WORK INSTRUCTION: Restate word for word the line containing "Draw the outline of every instance of the dark" and all remaining lines of the entries below.

TASK DATA:
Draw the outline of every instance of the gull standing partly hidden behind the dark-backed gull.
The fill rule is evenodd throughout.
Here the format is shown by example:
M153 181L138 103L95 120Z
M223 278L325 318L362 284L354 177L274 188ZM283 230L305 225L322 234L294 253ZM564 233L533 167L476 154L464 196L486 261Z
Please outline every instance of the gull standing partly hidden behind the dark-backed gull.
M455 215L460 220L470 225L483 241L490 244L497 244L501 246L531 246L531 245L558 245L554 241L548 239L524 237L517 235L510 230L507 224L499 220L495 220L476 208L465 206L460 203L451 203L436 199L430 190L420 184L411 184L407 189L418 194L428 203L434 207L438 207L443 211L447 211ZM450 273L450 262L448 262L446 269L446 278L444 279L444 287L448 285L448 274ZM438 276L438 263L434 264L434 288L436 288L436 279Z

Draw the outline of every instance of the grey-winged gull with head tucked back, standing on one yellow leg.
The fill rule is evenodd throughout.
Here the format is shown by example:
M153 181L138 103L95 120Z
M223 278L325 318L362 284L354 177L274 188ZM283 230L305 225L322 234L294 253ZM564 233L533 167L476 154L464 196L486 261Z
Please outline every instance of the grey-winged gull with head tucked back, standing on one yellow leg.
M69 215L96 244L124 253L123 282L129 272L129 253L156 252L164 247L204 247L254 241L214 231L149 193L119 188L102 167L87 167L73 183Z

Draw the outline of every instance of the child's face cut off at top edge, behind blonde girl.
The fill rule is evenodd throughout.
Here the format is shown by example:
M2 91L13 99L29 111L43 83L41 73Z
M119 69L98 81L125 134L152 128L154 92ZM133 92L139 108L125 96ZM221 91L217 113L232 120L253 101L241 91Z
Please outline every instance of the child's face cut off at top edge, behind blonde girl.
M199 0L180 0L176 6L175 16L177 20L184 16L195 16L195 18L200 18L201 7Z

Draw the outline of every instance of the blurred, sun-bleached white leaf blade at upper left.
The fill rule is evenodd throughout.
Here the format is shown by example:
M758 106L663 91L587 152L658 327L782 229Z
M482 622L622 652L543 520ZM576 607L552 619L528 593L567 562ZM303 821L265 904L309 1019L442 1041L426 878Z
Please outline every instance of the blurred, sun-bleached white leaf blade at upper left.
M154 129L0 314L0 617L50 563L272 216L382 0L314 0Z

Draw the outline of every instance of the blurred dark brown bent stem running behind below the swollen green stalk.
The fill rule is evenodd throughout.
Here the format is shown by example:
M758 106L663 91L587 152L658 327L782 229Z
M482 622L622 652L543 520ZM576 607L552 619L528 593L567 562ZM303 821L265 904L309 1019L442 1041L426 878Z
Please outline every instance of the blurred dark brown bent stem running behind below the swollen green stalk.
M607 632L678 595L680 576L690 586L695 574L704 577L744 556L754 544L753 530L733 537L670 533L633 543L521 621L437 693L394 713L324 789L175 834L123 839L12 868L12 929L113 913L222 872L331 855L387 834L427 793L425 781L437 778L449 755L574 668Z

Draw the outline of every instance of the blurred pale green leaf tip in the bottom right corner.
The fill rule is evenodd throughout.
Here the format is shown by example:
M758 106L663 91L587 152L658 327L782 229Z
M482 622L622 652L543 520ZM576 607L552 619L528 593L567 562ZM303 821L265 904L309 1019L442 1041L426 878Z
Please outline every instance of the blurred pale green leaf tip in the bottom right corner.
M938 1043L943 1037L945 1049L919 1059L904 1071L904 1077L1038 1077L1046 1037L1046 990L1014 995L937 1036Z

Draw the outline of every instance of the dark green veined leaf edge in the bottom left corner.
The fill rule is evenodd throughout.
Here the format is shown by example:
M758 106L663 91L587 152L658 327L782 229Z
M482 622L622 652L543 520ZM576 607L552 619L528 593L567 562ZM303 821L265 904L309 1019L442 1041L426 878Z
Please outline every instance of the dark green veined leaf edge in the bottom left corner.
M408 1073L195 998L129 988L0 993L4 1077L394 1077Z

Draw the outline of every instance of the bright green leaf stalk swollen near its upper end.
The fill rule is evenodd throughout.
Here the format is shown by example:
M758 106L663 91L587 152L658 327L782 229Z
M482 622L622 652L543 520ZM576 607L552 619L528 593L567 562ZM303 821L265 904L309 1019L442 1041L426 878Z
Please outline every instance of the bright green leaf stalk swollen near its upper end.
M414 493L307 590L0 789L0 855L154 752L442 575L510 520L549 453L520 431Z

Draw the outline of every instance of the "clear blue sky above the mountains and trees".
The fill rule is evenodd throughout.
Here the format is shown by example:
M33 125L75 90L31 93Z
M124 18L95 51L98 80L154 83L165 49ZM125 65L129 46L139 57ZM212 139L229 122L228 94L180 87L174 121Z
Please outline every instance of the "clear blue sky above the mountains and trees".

ANSWER TO THIS PROBLEM:
Draw the outline of every instance of the dark green veined leaf edge in the bottom left corner.
The fill rule is evenodd throughout.
Here the format is shown by example:
M758 106L663 91L587 152L658 327L782 229Z
M482 622L622 652L543 520ZM576 607L552 619L528 593L567 562ZM303 821L265 904L309 1019L442 1041L426 878Z
Please outline every instance of the dark green veined leaf edge in the bottom left corner.
M408 1073L195 998L129 988L0 993L4 1077L394 1077Z

Draw the outline of every instance of the bright green leaf stalk swollen near its upper end.
The fill rule is evenodd throughout.
Here the format is shown by example:
M758 106L663 91L587 152L658 327L782 229Z
M482 622L622 652L543 520ZM576 607L552 619L528 593L567 562ZM303 821L265 904L309 1019L442 1041L426 878Z
Please outline every instance of the bright green leaf stalk swollen near its upper end.
M414 493L307 590L0 789L0 855L154 752L442 575L510 520L549 453L520 431Z

Draw the outline of every instance of the "clear blue sky above the mountains and trees".
The fill rule is evenodd throughout.
Here the format is shown by example:
M33 125L75 90L31 93Z
M124 18L95 51L98 80L154 83L165 49ZM125 65L129 46L139 57ZM212 139L229 122L228 94L180 87L174 121Z
Please outline every instance of the "clear blue sky above the mountains and trees".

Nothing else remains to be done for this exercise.